§ Directives
#1 In the forum thread about a first M9A1 purchase, condense the paragraph beginning "Initially I had been on the fence" into a short bulleted list that keeps its main facts.
#2 According to the forum thread about a first M9A1 purchase, what price did the buyer pay for the pistol?
#3 Carry on the forum thread about a first M9A1 purchase from the point where it stops.

[Start of Text excerpt]

# My first gun... the M9A1 9mm!



## Drake69 (Dec 4, 2008)

I just picked up an M9A1 9mm for $474. It's the milspec version of the M9 but not limited edition like yours. This being my very first gun purchase, I had a few friends give me pointers on what to buy, and this model came very highly recommended.










Initially I had been on the fence with either a Glock 21 or S&W 6946, but the grips on the G21 wouldn't fit my hand properly, much less the tight slide button, and the S&W 6946 has an apparently bad rap for reliability (according to a cop that owned a few), but the Beretta models all seem to be good first-choices for learning handguns.

Anyone have any thoughts, good or bad, on this iron? :smt066


----------



## BeefyBeefo (Jan 30, 2008)

I think you made a good choice. Congrats!

Welcome to the forum.

-Jeff-


----------



## Drake69 (Dec 4, 2008)

[End of Text excerpt]
[Start of Collected data]

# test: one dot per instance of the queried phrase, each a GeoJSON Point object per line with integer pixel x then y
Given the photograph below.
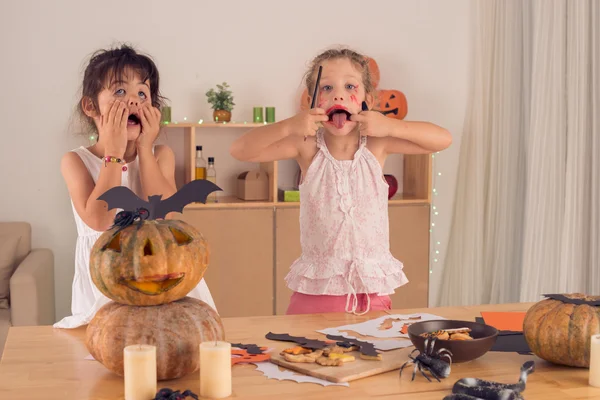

[End of Collected data]

§ Responses for each task
#1
- Alternatives considered: Glock 21 and S&W 6946.
- Glock 21 ruled out: its grips didn't fit the poster's hand, and the slide button was tight.
- S&W 6946 ruled out: it reportedly has a poor reliability record, according to a cop who owned a few.
- Beretta models seemed to be good first choices for learning handguns.

#2 $474.

#3
The only thing I can tell I won't like is the 10-bullet mag. I'm already looking into getting a couple of 15 ~ 20 mags, although the 20 sticks out a little from the bottom some.


----------



## JagFarlane (Jul 23, 2008)

-chuckles- I happen to own one and do agree with the decision. It makes a good starter gun for multiple reasons.

1) Ease of field stripping. Will help you with future semi's that are a touch harder.

2) Slightly heavier 9mm that will help dampen the recoil. You'll find yourself shooting a lot more with this gun than some others.

3) Damned good accuracy

4) Reliability.


----------



## JagFarlane (Jul 23, 2008)

Drake69 said:


> The only thing I can tell I won't like is the 10-bullet mag. I'm already looking into getting a couple of 15 ~ 20 mags, although the 20 sticks out a little from the bottom some.


The 15 will do you fine. Good balance to it.

And a quick note. There are conversion kits to convert it to a .22LR for cheaper practice


----------



## Drake69 (Dec 4, 2008)

JagFarlane said:


> The 15 will do you fine. Good balance to it.
> 
> And a quick note. There are conversion kits to convert it to a .22LR for cheaper practice


Sweet. Will have to pick that up. Definitely would save some money in practice ammo. :smt023


----------



## Dynamik1 (Dec 23, 2007)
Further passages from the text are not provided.